Print exactly, and only, the lines running from the line containing "Target: blue jeans" through the end of the records below.

Stored records

+++

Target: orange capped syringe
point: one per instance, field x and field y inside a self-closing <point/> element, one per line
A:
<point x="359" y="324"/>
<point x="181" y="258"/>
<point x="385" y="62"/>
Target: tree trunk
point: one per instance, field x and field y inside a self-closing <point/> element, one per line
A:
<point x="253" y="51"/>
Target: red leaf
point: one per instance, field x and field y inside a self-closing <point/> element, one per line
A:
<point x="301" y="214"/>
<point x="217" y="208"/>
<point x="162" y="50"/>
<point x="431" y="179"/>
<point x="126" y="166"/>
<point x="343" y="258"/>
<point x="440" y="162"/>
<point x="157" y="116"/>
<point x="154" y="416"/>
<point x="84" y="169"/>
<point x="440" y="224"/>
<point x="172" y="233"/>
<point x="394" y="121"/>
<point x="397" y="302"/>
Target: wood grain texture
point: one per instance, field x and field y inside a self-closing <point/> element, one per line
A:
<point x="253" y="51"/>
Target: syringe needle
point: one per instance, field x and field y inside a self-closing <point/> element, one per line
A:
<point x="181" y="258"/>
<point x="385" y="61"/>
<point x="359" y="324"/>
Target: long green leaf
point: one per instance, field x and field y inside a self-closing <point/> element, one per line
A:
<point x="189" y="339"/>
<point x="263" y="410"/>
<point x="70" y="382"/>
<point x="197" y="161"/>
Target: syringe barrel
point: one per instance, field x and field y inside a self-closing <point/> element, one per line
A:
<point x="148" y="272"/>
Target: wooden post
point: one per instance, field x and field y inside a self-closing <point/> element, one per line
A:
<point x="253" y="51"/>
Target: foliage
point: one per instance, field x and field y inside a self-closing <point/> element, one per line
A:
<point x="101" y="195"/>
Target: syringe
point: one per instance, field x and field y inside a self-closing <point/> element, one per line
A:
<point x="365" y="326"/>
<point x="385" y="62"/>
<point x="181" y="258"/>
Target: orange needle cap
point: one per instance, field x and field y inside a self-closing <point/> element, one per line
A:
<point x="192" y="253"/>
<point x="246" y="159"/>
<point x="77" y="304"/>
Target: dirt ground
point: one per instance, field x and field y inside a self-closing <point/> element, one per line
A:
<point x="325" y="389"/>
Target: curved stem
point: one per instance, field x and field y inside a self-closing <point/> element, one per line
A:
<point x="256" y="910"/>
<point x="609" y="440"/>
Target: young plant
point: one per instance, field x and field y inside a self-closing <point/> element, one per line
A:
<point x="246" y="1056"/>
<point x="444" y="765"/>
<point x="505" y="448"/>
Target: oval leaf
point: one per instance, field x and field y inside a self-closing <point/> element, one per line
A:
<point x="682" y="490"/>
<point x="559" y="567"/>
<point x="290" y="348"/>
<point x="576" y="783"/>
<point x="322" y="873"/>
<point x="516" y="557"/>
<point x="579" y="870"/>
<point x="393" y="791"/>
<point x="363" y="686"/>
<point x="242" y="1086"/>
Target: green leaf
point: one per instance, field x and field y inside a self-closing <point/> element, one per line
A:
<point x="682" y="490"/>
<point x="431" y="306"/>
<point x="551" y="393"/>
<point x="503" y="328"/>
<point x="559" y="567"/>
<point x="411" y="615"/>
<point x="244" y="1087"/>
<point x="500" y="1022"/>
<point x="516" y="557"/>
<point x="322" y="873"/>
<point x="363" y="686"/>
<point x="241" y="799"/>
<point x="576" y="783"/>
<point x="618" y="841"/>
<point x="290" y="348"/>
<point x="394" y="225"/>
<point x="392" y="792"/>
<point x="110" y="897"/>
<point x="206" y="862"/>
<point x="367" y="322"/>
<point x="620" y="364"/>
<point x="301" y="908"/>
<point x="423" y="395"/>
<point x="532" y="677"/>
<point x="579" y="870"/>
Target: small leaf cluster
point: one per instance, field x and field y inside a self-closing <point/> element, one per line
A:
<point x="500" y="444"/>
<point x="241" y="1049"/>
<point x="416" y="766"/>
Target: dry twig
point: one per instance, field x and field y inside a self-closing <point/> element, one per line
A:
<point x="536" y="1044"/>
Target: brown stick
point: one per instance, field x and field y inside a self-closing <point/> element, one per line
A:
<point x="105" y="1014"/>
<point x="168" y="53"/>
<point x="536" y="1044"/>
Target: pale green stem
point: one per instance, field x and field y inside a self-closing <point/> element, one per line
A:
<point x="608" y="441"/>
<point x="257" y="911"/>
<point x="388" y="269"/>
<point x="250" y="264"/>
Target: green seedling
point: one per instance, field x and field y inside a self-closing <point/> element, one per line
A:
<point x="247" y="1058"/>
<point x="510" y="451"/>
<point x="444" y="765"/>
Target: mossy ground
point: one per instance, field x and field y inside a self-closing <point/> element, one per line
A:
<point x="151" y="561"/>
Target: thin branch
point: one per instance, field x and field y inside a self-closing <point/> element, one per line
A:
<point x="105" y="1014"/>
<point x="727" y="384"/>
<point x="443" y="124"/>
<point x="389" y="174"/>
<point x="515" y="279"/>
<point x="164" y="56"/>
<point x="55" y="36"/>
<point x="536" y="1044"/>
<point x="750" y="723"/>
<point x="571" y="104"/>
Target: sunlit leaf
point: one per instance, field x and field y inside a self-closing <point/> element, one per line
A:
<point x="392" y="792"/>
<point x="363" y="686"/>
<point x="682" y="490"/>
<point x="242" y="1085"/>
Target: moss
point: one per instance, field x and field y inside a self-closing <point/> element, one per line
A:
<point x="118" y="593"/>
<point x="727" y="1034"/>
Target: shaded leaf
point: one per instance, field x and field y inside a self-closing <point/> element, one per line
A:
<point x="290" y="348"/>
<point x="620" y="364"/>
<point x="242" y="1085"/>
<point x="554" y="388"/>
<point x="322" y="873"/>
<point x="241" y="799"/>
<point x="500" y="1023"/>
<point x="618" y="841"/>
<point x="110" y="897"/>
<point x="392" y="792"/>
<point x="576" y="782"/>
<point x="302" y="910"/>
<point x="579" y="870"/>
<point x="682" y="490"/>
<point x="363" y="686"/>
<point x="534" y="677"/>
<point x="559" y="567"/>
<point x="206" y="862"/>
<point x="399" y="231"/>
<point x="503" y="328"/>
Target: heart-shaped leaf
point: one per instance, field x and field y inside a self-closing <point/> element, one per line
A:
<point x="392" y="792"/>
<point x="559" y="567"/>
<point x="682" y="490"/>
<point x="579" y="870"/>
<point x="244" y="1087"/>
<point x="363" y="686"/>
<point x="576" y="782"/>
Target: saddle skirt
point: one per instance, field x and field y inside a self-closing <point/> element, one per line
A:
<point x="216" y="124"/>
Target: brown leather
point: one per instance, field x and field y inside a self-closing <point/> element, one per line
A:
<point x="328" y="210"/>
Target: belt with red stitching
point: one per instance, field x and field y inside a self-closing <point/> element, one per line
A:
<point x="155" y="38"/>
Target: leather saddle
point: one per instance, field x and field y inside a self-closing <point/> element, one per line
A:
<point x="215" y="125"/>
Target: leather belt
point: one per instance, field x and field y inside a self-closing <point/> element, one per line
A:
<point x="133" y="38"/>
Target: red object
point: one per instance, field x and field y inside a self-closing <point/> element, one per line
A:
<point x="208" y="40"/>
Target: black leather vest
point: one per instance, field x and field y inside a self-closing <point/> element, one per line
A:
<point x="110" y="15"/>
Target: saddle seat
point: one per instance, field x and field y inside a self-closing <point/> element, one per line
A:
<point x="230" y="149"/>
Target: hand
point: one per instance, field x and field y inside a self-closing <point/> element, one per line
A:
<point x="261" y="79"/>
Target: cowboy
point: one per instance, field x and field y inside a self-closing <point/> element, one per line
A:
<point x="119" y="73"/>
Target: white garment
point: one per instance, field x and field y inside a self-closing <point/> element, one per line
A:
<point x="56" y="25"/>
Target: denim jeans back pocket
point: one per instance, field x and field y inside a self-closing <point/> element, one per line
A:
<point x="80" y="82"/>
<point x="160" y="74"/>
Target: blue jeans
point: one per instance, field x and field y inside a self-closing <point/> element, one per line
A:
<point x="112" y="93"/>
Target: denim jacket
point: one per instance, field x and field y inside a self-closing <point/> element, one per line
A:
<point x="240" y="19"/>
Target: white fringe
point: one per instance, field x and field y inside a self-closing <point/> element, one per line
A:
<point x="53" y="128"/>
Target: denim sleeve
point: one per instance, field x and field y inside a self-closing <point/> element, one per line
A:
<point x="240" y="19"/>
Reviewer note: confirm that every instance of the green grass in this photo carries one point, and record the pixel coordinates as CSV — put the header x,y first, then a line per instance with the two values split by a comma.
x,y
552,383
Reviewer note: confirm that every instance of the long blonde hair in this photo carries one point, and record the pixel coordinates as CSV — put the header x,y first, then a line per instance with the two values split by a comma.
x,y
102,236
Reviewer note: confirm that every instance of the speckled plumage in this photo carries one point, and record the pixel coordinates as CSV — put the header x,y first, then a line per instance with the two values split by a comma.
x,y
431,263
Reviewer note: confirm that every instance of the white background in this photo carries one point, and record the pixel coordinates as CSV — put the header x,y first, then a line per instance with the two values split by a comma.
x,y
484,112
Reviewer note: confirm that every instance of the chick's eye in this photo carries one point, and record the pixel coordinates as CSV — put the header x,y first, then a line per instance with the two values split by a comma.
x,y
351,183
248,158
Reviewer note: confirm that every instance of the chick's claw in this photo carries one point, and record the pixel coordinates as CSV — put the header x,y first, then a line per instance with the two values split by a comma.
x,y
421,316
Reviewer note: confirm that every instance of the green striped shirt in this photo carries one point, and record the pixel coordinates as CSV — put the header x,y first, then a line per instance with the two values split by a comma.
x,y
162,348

+++

◆ Result of this exercise:
Target: blue jeans
point: one per instance, field x and field y inside a self-closing <point/> element, one per line
A:
<point x="112" y="93"/>
Target: denim jacket
point: one per instance, field x and field y inside a self-closing <point/> element, one per line
A:
<point x="240" y="19"/>
Target: white fringe
point: one per instance, field x and field y inside a self-closing <point/> element, one per line
A:
<point x="53" y="128"/>
Target: denim sleeve
point: one per instance, field x and field y inside a self-closing <point/> element, one per line
A:
<point x="240" y="19"/>
Reviewer note: confirm that every instance of the green grass in this photo carries one point, and record the pixel coordinates as CSV — put the header x,y first, then a line per instance with the two values split by a comma.
x,y
552,383
Reviewer note: confirm that every instance of the long blonde hair in this photo carries one point, and record the pixel coordinates as CSV — put the header x,y first, then a line per instance with the two values split by a comma.
x,y
102,236
Reviewer note: confirm that every instance of the speckled plumage in this photo carries one point, and record the pixel coordinates as CSV — put the header x,y first, then a line per instance with the two values split by a comma.
x,y
431,263
Reviewer note: confirm that every instance of the white background in this photo carries one point, and record the pixel coordinates as CSV — put the header x,y first, then a line per instance with the two values split by a comma.
x,y
484,112
Reviewer note: confirm that every instance of the chick's eye in this photo carries one point, and record the pixel coordinates as CSV — put the header x,y first, then a line per instance with the two values split by a comma.
x,y
351,183
248,158
Reviewer note: confirm that every instance of the chick's claw in this photo carries one point, and record the pixel coordinates as CSV — put the header x,y first, then a line per instance with the two values split by a comma.
x,y
421,316
Reviewer note: confirm that every instance of the green striped shirt in this photo carries one point, and record the pixel coordinates as CSV — put the header x,y first, then a line per instance with the two values split by a comma.
x,y
162,348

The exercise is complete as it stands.